WRITTEN TASKS:
1. Copy the forum thread on Turkish suffixes starting at "## Reverence" and ending at "breaking the structure.", substituting "group" for "clause".
2. In the forum thread on Turkish suffixes, which suffixes does FlyingBird say you should understand the meaning of?

READING PASSAGE:
* * *

# uzun boylu, siyah saçlı



## Arabus

Hello,

Why do we say _uzun boylu_ and _siyah saçlı_ instead of _**boyu uzun_ (his length is tall) and _**saçı siyah (his hair is black)_?


----------



## FlyingBird

Arabus said:


> Hello,
> 
> Why do we say _uzun boylu_ and _siyah saçlı_ instead of _**boyu uzun_ (his length is tall) and _**saçı siyah (his hair is black)_?


siyah saçlı=black hairy
saçı siyah(tır)=his/her hair is black


You should understand the meaning of suffixes li/lı/lu/lü


----------



## FlyingBird

Arabus said:


> Hello,
> 
> Why do we say _uzun boylu_ and _siyah saçlı_ instead of _**boyu uzun_ (his length is tall) and _**saçı siyah (his hair is black)_?


Here you can read more about those suffixes:

http://www.turkishclass.com/forumTitle_57266


----------



## Arabus

Is the suffix added only to _saç __[siyah + (saç + lı)]_ or to the whole phrase _siyah saç_ _[(siyah + saç) + lı]_?


----------



## Reverence

_Siyah saç _is not a phrase. It means "black hair" and thus is a mere adjective clause. _Siyah saçlı_ means "with black hair" or "black-haired"; it is safe to assume that the suffix applies to the entire clause, without breaking the structure.

* * *

EXCERPTED DATA:

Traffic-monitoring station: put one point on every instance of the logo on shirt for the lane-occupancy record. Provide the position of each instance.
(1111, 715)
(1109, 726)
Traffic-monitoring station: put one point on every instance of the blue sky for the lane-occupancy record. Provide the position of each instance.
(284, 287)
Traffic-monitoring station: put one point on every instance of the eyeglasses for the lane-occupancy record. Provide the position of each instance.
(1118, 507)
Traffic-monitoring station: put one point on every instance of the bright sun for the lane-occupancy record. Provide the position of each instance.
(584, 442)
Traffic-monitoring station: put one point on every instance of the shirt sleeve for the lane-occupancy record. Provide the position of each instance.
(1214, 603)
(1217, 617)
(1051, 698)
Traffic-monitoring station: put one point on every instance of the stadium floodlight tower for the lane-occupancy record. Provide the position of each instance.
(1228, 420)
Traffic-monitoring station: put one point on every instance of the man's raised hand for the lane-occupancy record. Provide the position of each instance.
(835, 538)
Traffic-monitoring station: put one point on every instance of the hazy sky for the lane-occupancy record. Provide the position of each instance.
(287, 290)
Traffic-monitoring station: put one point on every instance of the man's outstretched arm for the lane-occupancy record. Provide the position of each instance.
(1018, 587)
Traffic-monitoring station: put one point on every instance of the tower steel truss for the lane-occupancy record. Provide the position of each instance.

* * *

COMPLETED EXERCISE:
1.
## Reverence

_Siyah saç _is not a phrase. It means "black hair" and thus is a mere adjective group. _Siyah saçlı_ means "with black hair" or "black-haired"; it is safe to assume that the suffix applies to the entire group, without breaking the structure.

2. li/lı/lu/lü